What the task asks:
Copy every line from the data below in which the string "Target" can be found.

Extracted information:
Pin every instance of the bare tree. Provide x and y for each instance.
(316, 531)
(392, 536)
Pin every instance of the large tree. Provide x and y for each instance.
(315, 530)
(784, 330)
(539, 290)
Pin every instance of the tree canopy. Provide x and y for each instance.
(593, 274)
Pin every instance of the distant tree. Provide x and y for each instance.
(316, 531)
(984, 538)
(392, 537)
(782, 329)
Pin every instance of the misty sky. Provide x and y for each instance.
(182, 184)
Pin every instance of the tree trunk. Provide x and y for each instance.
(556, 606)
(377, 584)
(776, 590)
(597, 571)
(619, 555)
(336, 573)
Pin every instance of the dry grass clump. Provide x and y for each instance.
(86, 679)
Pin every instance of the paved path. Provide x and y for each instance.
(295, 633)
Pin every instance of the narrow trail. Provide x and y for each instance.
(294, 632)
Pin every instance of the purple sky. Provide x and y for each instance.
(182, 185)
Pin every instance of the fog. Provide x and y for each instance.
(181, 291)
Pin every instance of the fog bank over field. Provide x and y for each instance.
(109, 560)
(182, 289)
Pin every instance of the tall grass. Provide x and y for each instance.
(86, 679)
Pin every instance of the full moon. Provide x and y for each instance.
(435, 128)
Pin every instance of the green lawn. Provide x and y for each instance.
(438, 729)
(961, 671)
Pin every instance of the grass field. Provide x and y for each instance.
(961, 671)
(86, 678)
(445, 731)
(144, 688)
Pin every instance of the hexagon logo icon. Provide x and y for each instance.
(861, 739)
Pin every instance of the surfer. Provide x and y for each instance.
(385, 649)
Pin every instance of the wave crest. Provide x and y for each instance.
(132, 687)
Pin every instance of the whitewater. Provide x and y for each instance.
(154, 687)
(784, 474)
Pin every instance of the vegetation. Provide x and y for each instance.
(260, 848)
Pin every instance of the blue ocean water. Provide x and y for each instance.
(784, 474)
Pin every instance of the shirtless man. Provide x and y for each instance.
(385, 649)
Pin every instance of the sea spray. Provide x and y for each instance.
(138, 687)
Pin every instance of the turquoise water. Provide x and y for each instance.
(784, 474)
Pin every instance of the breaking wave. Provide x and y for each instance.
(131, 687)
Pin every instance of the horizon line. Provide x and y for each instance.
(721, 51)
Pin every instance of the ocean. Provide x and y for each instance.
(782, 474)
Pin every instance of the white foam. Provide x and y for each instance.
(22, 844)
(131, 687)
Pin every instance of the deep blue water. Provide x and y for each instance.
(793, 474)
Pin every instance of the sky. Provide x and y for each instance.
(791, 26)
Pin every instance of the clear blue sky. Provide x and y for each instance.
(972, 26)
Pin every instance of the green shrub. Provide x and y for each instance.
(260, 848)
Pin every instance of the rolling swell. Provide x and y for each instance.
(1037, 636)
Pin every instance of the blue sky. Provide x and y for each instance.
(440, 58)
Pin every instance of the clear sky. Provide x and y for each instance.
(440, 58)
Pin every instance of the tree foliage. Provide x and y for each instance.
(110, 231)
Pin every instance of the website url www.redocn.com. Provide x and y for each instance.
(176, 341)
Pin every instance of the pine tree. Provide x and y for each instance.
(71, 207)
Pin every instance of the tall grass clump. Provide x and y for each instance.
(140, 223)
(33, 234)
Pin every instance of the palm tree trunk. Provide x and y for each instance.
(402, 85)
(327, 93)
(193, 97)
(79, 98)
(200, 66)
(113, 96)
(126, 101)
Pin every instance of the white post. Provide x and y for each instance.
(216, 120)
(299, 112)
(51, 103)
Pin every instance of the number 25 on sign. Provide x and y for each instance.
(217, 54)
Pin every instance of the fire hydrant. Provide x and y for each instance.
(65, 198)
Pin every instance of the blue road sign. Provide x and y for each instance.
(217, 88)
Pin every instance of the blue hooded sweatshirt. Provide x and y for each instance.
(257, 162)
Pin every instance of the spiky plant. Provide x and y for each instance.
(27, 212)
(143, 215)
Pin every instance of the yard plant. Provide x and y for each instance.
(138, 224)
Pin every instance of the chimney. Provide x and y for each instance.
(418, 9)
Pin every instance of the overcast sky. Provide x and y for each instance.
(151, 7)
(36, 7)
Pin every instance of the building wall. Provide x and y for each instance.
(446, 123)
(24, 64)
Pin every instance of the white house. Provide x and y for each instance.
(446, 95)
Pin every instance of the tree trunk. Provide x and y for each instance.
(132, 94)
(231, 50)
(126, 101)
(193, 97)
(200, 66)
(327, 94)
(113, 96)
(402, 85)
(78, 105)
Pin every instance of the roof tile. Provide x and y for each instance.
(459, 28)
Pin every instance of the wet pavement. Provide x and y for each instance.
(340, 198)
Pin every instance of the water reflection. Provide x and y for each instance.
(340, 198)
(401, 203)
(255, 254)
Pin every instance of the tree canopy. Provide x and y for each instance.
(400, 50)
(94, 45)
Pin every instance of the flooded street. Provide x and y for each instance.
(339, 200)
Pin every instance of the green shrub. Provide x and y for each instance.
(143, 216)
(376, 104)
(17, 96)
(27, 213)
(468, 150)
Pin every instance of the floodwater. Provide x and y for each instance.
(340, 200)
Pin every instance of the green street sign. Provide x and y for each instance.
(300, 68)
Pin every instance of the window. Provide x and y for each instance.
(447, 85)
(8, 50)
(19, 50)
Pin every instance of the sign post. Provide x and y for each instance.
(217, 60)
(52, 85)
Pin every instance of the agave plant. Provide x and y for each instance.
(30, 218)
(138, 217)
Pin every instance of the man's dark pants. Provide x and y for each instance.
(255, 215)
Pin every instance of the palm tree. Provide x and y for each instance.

* * *

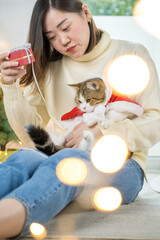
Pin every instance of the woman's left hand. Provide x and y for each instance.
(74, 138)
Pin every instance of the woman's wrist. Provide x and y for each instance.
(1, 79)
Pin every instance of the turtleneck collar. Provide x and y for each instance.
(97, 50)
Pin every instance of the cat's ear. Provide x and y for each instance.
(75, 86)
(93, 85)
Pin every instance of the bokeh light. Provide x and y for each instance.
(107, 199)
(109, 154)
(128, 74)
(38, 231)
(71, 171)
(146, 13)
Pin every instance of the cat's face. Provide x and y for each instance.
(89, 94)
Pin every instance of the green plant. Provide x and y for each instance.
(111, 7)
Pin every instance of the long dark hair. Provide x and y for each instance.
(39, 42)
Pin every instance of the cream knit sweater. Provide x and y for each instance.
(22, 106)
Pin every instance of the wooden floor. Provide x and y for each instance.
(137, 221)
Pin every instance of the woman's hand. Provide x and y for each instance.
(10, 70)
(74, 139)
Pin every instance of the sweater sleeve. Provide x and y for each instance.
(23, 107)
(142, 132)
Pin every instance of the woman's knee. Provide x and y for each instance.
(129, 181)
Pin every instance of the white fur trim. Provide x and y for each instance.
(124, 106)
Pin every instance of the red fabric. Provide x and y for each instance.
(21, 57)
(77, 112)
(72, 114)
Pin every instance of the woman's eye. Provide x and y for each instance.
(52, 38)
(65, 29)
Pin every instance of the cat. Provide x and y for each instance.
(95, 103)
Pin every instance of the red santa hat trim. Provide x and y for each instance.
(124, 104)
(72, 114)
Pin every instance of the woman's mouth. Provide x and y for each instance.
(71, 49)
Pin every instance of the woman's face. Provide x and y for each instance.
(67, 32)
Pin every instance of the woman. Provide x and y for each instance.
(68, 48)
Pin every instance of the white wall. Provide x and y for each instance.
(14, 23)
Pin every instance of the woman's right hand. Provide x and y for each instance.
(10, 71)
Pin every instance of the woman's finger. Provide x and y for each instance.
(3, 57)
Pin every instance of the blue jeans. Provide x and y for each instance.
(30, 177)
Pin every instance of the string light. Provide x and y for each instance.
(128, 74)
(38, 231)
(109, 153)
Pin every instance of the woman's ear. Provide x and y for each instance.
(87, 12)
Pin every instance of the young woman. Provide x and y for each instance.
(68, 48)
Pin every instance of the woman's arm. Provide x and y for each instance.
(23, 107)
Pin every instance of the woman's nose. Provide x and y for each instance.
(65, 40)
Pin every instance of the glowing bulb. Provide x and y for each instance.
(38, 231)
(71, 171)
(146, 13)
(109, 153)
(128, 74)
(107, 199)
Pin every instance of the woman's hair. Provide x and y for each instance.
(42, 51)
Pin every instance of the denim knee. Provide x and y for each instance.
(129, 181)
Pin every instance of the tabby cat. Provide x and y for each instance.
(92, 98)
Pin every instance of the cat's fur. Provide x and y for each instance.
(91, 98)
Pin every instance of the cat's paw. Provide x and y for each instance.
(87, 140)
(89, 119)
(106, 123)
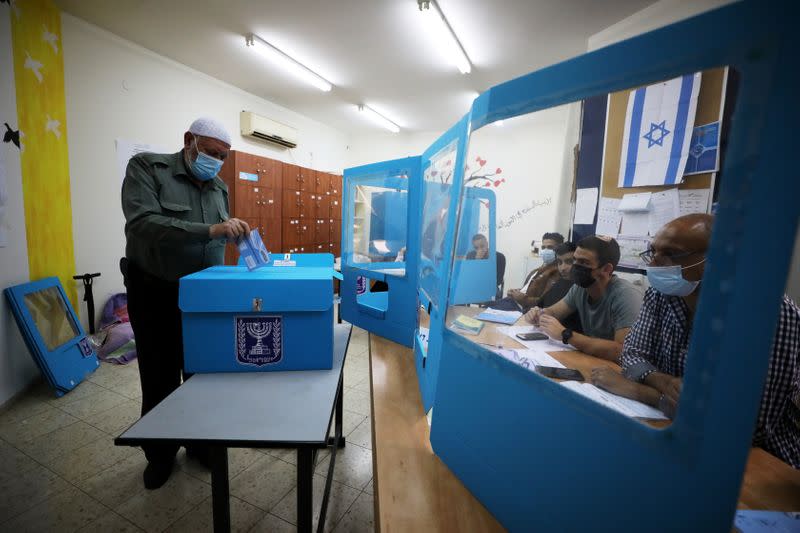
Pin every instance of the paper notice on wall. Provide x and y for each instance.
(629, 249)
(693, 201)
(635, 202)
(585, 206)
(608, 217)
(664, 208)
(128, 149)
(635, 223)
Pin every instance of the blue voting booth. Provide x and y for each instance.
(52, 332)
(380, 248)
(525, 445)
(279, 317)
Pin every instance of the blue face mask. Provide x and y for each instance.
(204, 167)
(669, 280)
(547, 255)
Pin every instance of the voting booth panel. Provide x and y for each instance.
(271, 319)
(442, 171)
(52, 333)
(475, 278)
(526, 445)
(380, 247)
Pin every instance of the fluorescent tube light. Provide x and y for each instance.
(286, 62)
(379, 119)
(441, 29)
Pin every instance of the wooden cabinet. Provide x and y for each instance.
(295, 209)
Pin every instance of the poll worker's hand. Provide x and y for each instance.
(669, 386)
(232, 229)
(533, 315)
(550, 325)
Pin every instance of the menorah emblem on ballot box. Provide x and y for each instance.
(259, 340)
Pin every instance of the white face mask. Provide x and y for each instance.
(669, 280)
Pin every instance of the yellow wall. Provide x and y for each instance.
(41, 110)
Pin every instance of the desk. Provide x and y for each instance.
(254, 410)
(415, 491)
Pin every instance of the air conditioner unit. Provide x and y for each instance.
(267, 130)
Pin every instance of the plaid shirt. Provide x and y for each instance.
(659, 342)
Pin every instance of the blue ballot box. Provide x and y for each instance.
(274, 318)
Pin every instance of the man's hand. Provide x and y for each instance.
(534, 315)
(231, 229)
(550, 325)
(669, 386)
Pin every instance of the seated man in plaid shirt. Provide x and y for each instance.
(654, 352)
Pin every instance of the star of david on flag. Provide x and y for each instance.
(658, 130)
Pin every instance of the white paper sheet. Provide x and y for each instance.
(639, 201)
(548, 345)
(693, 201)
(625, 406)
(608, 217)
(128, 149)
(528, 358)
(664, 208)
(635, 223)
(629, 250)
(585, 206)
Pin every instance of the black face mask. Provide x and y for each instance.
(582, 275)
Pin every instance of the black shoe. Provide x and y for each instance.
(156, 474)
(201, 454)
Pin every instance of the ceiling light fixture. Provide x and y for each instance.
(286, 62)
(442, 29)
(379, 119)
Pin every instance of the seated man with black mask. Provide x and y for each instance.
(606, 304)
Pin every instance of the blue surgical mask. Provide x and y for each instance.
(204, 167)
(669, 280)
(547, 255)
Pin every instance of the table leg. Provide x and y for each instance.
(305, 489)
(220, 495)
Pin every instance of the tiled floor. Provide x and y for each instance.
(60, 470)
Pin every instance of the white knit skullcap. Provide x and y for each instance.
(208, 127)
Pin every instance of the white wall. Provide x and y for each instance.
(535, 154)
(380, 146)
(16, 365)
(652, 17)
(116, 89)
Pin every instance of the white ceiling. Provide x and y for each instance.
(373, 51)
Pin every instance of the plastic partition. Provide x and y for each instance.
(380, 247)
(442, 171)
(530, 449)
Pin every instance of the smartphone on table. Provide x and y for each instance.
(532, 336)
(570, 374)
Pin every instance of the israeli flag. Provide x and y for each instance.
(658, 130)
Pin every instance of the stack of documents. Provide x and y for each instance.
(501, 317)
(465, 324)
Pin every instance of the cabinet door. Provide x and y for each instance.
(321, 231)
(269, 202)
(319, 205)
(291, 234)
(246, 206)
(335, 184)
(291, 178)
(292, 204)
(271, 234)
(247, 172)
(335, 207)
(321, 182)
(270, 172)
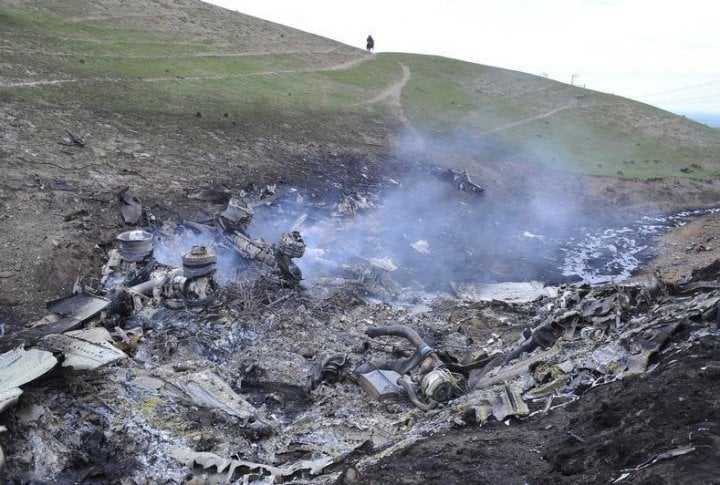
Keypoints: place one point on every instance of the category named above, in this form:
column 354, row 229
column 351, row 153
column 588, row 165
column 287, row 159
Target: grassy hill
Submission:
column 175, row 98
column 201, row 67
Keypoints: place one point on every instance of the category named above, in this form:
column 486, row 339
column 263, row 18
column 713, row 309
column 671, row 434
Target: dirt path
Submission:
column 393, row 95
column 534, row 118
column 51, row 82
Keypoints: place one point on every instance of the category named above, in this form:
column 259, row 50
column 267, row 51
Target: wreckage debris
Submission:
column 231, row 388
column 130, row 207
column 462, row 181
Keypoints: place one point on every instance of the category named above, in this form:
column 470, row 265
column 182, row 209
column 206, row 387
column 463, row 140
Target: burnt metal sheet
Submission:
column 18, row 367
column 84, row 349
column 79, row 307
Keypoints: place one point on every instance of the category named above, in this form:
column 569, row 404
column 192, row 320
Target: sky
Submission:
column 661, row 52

Written response:
Target: grassy hill
Target: dirt path
Target: wreckage debris
Target: burnt metal sheet
Target: sky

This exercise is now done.